WORK ORDER -
Please begin with the line containing "# locate one point per instance of the pointed" and reproduce each line exactly until the records below end, without any pictures.

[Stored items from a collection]
════════

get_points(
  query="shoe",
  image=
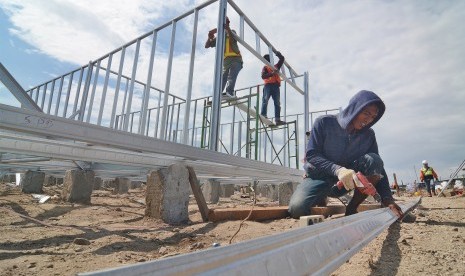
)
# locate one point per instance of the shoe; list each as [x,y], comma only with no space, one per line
[228,95]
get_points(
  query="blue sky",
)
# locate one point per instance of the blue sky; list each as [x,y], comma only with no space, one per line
[409,52]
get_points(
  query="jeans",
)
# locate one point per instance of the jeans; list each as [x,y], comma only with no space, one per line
[430,187]
[271,90]
[230,76]
[317,186]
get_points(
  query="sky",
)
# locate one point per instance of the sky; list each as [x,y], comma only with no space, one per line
[408,52]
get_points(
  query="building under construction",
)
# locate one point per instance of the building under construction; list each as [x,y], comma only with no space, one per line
[122,118]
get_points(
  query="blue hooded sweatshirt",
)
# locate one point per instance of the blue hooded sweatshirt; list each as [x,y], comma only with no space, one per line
[331,146]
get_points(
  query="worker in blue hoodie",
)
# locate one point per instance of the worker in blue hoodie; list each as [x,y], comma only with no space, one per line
[340,146]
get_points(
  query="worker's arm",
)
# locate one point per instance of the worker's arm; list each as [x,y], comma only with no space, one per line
[435,175]
[389,202]
[211,41]
[266,73]
[281,60]
[315,150]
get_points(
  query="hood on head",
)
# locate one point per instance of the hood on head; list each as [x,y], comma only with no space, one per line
[356,104]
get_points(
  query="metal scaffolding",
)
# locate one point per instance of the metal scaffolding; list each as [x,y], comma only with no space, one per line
[131,90]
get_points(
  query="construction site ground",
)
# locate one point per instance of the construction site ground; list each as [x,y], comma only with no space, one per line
[59,238]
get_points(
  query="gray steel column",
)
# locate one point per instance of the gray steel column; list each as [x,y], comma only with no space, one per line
[68,94]
[104,92]
[189,82]
[118,85]
[131,86]
[62,79]
[43,96]
[146,97]
[306,103]
[193,123]
[92,94]
[49,108]
[216,101]
[78,90]
[164,114]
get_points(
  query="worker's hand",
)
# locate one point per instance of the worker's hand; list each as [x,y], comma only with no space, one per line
[394,208]
[348,178]
[212,32]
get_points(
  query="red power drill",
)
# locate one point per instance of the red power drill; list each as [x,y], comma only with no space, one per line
[367,189]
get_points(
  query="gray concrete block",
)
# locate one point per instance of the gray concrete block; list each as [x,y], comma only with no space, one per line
[211,191]
[78,186]
[109,183]
[309,220]
[268,190]
[121,185]
[285,191]
[49,180]
[98,183]
[226,190]
[32,182]
[135,185]
[167,194]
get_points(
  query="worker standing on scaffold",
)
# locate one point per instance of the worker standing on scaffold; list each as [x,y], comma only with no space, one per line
[232,62]
[271,89]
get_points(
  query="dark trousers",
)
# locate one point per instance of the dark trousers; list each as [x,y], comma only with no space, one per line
[271,90]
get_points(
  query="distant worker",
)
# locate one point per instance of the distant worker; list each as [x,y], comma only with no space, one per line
[427,173]
[232,62]
[271,89]
[339,147]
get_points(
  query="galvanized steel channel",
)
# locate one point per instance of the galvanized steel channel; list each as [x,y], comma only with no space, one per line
[317,250]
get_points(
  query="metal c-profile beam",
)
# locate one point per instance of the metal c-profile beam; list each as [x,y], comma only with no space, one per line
[13,86]
[317,250]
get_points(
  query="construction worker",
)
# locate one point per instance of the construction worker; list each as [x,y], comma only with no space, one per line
[271,89]
[339,146]
[232,62]
[427,173]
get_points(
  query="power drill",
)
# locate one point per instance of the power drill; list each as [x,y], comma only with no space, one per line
[367,189]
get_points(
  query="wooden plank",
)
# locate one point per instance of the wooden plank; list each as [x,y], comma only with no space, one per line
[199,198]
[278,212]
[258,213]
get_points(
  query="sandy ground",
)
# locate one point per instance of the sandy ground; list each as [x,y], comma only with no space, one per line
[57,238]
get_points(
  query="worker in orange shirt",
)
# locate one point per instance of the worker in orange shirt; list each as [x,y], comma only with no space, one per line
[271,89]
[427,173]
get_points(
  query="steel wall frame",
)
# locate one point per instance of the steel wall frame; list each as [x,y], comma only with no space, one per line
[97,79]
[44,125]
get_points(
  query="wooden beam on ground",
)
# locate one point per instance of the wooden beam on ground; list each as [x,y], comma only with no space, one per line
[278,212]
[258,213]
[199,198]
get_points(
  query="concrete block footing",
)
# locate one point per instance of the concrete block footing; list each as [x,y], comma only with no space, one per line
[167,194]
[211,191]
[121,185]
[78,186]
[32,182]
[309,220]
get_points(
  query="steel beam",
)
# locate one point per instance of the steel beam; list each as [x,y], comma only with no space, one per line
[314,250]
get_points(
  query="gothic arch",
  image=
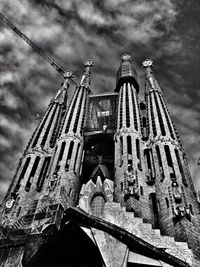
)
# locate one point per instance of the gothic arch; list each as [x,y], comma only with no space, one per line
[70,247]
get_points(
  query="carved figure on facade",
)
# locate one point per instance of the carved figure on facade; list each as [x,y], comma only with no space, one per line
[11,201]
[131,186]
[53,181]
[182,210]
[177,194]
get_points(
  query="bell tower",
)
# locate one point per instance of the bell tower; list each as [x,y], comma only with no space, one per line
[178,209]
[128,159]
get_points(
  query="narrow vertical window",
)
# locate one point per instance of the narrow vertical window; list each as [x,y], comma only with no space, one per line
[121,150]
[121,109]
[155,209]
[75,162]
[67,165]
[181,167]
[129,145]
[78,112]
[72,111]
[169,161]
[43,173]
[160,163]
[167,202]
[141,191]
[160,119]
[32,173]
[97,205]
[56,127]
[44,139]
[22,174]
[18,211]
[62,149]
[167,117]
[150,167]
[191,209]
[152,117]
[134,109]
[127,108]
[138,154]
[41,127]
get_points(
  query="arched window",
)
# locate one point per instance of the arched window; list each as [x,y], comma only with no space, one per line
[97,205]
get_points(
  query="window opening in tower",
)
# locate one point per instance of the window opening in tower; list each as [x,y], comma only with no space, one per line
[181,167]
[43,173]
[160,163]
[138,154]
[121,150]
[56,127]
[44,139]
[62,149]
[72,111]
[152,116]
[97,205]
[162,128]
[32,173]
[150,166]
[78,111]
[169,162]
[134,102]
[129,147]
[67,165]
[121,108]
[127,107]
[75,162]
[41,127]
[167,117]
[22,174]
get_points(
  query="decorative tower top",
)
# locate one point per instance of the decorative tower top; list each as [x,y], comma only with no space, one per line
[85,81]
[63,90]
[126,73]
[147,64]
[126,57]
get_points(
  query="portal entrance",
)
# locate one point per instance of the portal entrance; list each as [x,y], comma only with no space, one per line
[70,247]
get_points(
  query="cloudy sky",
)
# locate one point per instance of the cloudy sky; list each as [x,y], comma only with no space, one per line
[72,31]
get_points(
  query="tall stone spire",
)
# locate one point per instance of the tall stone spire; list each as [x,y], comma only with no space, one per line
[69,148]
[85,81]
[167,167]
[34,165]
[128,156]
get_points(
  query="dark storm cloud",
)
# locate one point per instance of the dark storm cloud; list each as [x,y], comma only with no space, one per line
[73,31]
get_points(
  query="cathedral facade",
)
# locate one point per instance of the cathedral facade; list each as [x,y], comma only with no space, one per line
[103,181]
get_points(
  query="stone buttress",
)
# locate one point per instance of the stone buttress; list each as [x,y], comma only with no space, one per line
[177,206]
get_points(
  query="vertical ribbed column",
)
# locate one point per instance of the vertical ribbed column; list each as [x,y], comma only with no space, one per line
[178,208]
[69,148]
[32,173]
[128,156]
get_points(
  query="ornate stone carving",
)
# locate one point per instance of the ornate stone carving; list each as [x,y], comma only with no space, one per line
[126,57]
[177,194]
[131,186]
[147,63]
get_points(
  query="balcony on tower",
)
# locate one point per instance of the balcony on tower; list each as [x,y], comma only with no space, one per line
[126,73]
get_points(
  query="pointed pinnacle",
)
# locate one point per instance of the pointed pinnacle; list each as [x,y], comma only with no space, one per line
[68,75]
[126,57]
[89,63]
[147,63]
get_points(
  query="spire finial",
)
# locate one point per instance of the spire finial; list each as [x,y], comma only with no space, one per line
[67,76]
[147,63]
[86,76]
[126,57]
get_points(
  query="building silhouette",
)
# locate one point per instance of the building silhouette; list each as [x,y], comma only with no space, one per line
[103,182]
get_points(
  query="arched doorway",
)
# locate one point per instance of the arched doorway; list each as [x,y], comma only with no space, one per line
[70,247]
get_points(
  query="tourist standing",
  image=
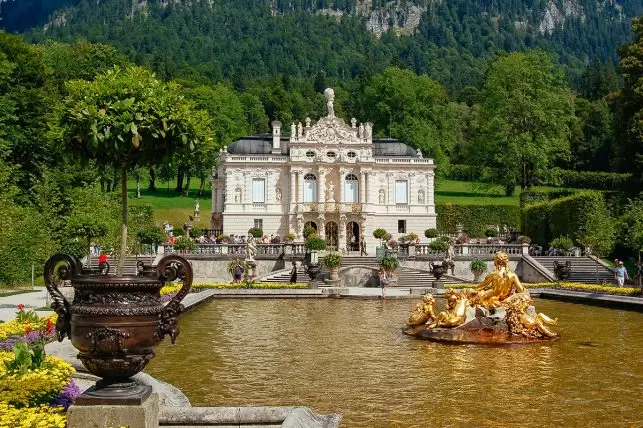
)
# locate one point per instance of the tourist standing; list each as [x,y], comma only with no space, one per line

════════

FINISHED EXERCISE -
# locate one point per instance of the pointed pinnacle; list each as [x,y], comma only with no space, one per line
[68,75]
[126,57]
[89,63]
[147,63]
get_points(
  query="spire finial",
)
# locate one point per instance of the spire finial; list each as [x,y], comma only with no space, one per line
[67,76]
[147,63]
[86,76]
[126,57]
get_points(
  query="building silhouette",
)
# locate one point per instance of the building silhouette; list each as [x,y], comma only with no space, one per line
[103,182]
get_points(
  query="arched doorway",
)
# locate one point per instance of the arched doorway; list each as [x,y], comma only with no space, one per line
[70,247]
get_points(
  query="tourist standing",
  image=
)
# locate one point per instance of the tourist standing; list each as [x,y], comma only with no space, one per line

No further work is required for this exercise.